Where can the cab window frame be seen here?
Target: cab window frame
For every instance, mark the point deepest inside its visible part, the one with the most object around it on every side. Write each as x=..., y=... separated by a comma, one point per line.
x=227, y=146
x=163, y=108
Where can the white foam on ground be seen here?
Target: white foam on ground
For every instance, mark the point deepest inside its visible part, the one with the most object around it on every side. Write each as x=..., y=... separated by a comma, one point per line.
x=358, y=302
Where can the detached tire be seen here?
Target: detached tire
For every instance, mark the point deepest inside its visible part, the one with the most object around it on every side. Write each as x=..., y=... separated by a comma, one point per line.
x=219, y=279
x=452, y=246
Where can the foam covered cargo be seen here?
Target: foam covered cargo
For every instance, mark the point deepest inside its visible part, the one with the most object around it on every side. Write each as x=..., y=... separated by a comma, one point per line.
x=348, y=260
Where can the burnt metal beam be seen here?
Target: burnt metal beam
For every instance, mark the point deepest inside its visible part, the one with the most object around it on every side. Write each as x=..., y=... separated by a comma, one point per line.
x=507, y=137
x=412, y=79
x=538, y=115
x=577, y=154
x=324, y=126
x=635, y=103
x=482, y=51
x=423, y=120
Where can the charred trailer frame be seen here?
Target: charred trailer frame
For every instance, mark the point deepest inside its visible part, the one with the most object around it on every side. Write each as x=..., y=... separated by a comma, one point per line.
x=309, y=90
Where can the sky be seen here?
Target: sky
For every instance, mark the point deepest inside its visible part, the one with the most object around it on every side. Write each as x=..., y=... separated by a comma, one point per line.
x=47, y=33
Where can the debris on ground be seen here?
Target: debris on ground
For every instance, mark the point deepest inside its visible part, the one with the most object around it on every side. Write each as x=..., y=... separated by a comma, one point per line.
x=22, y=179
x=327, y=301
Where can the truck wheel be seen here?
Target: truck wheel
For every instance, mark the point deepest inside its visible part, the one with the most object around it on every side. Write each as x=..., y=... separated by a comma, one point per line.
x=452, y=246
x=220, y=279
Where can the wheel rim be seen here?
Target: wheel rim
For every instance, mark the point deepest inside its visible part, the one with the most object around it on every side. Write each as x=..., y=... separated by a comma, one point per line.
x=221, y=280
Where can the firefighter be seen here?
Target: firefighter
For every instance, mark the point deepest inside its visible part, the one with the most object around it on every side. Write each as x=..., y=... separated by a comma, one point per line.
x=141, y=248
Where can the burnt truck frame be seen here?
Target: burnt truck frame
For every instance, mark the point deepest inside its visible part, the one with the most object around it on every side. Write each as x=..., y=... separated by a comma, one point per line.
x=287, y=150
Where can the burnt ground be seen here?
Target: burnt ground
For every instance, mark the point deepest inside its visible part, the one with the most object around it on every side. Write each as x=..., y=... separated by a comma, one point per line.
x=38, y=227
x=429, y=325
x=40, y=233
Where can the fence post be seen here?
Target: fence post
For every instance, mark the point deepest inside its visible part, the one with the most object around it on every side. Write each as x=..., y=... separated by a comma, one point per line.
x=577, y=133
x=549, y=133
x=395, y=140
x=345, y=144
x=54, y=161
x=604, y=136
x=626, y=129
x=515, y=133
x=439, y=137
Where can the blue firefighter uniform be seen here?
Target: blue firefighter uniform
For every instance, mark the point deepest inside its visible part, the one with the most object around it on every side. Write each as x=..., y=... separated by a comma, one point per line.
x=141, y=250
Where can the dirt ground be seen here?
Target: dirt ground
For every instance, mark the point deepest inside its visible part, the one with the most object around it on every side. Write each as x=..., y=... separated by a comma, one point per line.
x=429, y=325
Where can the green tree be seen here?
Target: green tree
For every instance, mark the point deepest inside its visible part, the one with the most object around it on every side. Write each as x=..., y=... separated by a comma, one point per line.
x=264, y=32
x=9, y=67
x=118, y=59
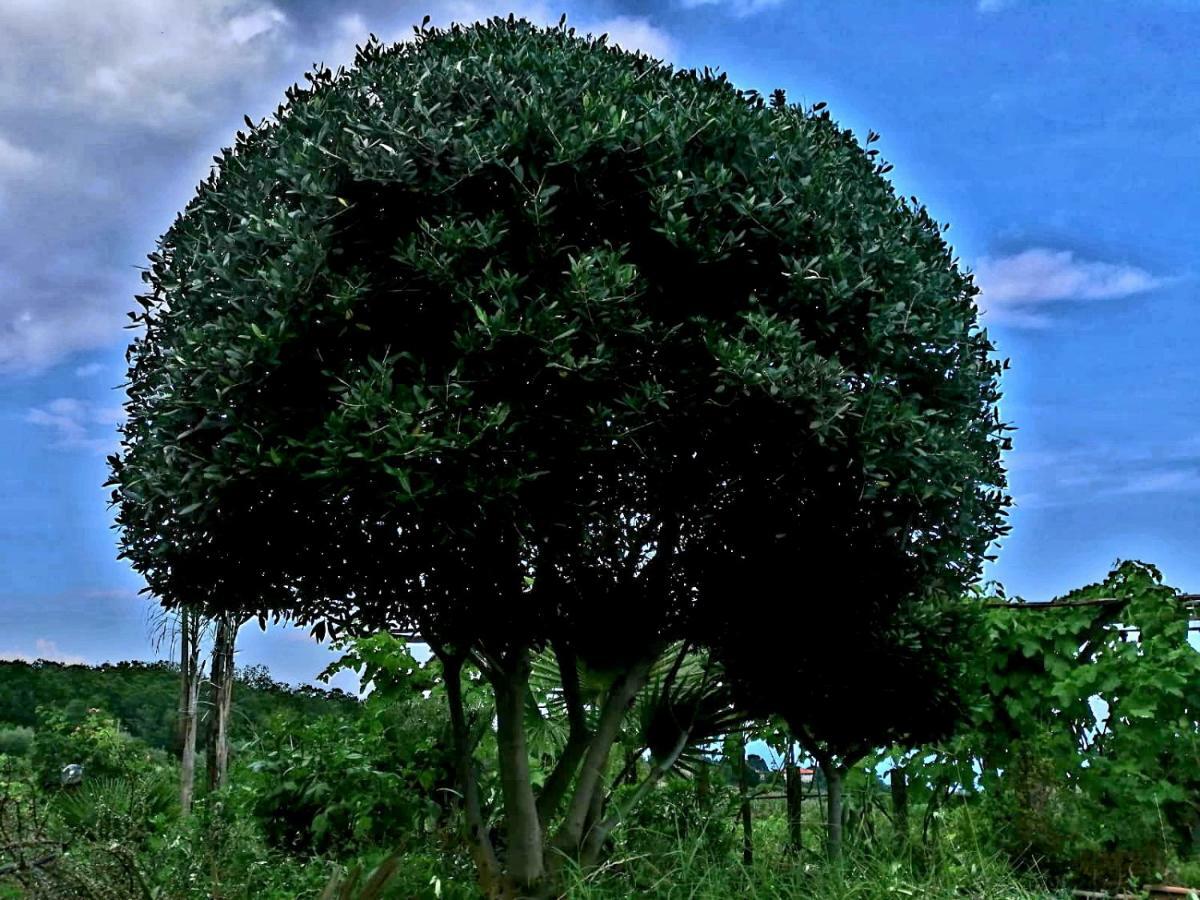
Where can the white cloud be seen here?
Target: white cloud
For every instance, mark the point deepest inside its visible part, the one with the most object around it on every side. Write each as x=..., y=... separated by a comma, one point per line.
x=741, y=9
x=147, y=61
x=29, y=340
x=1015, y=286
x=75, y=424
x=47, y=651
x=17, y=160
x=636, y=34
x=130, y=100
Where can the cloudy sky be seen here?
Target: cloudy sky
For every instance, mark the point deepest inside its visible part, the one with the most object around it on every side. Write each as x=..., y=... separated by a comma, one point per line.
*-*-*
WHAT TO PRODUCE:
Reproduce all of the material above, replacing every "Target" with "Label" and leaving everything else as it is. Omit the pictures.

ANSWER IN FULL:
Where can the cab window frame be seen here?
Label: cab window frame
For every instance, mark the point deepest inside its visible part, the one with the most object around it on every side. Write each as x=..., y=... separated by a comma, one point per line.
x=227, y=146
x=163, y=108
Where can the white foam on ground be seen here?
Label: white foam on ground
For every instance, mark the point deepest inside its visible part, the one with the most object around it on every side. Write each as x=..., y=... separated by a comma, one point per line.
x=358, y=302
Where can the detached tire be seen here?
Label: detached tire
For every instance, mark the point deepest inside its visible part, the one with the most object around it on every side. Write each as x=..., y=... separated by a comma, one point per line.
x=219, y=279
x=452, y=246
Where can the foam covered cargo be seen here?
Label: foam covered cargo
For every instance, mark the point deepest inside its visible part, the one with the most object around it on every side. Write each as x=..., y=... separated by a comma, one point per line.
x=348, y=260
Where can the burnt metal beam be seen here?
Label: burnt metal beam
For every instance, mark the point deepest inside its visible part, the one with the most object around it on every side. Write each as x=..., y=... separated by a comma, one point per line.
x=507, y=137
x=412, y=79
x=538, y=115
x=577, y=154
x=324, y=126
x=635, y=103
x=482, y=51
x=423, y=120
Where can the charred trailer frame be seen here?
Label: charred trailer frame
For every instance, mark the point deepest inside its visible part, the one with the most object around it on every side. Write each as x=..., y=... separated by a comma, one point per line.
x=309, y=90
Where can the sky be seen here?
Label: sky
For every instance, mark the point deepest inside its visible part, the one with the most object around it on every side. Write each as x=..., y=... separated by a comma, one point per line.
x=47, y=33
Where can the debris on ground be seen here?
Label: debris on ground
For every instance, mark the point deepest inside its visible part, the one with the most object around it on every side. Write each as x=..., y=... separated by a comma, one point per line.
x=22, y=179
x=327, y=301
Where can the truck wheel be seen here?
Label: truck wheel
For every instance, mark the point deepest inside its visible part, the one with the most object around it on every side. Write each as x=..., y=... separated by a comma, one point per line.
x=452, y=246
x=220, y=279
Where can the wheel rim be seen here?
Label: wheel rim
For every instance, mark the point deepest inside its visible part, the one with the most object around it on every side. Write each as x=..., y=... separated by a comma, one point per line.
x=221, y=280
Where can the firefighter be seen here?
Label: firefighter
For every instance, mark the point deepest inside its visible part, the one with the most object around it on every side. Write each as x=..., y=... separated by a comma, one point per line.
x=141, y=248
Where can the burnt truck frame be seen here?
Label: burnt truck frame
For every instance, mark the point deepest inside its visible part, the one with the most object around it on every side. Write each as x=..., y=... separated by a comma, one point per line.
x=287, y=150
Where can the burnt ground be seen here?
Label: burnt ground
For every instance, mark the point deepest inside its visible part, the one with the most object around it on every side. Write each as x=..., y=... separated by a comma, one point per line.
x=38, y=227
x=429, y=325
x=40, y=233
Where can the fence post be seen here?
Label: fence post
For every instance, mark the point deepest inside its visible part, the one with the most object around it on every side. Write each as x=..., y=... separated by a comma, one point per line.
x=577, y=133
x=549, y=133
x=395, y=140
x=345, y=144
x=54, y=161
x=604, y=136
x=626, y=129
x=515, y=133
x=439, y=137
Where can the blue firefighter uniform be seen here?
Label: blue firefighter uniform
For every instance, mark the point deepest inside its visible part, the one with the most object around it on every side. Write each as x=..., y=... separated by a comma, one point per line.
x=141, y=250
Where can the dirt ground be seen here?
Label: dirt ground
For every instance, mark the point deepest inside its visible part, the one with the most object around it on every side. Write each as x=..., y=... separated by a comma, one point per line.
x=429, y=325
Where can the green tree be seen here?
Label: green tree
For every instance, mark the point deepest inside its visible part, the one with the most object around it on every side. Write each as x=..., y=... separated by a comma, one point per line.
x=264, y=32
x=9, y=67
x=118, y=59
Where can the white cloud be seen here?
Label: white cloud
For every instance, mark the point deepest inside its visible part, the one with the most object around it on every side. Write each as x=..., y=... separated by a comma, one point per line.
x=741, y=9
x=147, y=61
x=29, y=340
x=1015, y=286
x=75, y=424
x=47, y=651
x=17, y=160
x=636, y=34
x=130, y=100
Where can the cloudy sky be seen here?
Label: cloudy sky
For every instance, mark the point deepest inside its visible part, the one with the most object around it on every side. Write each as x=..., y=... separated by a comma, one point per line.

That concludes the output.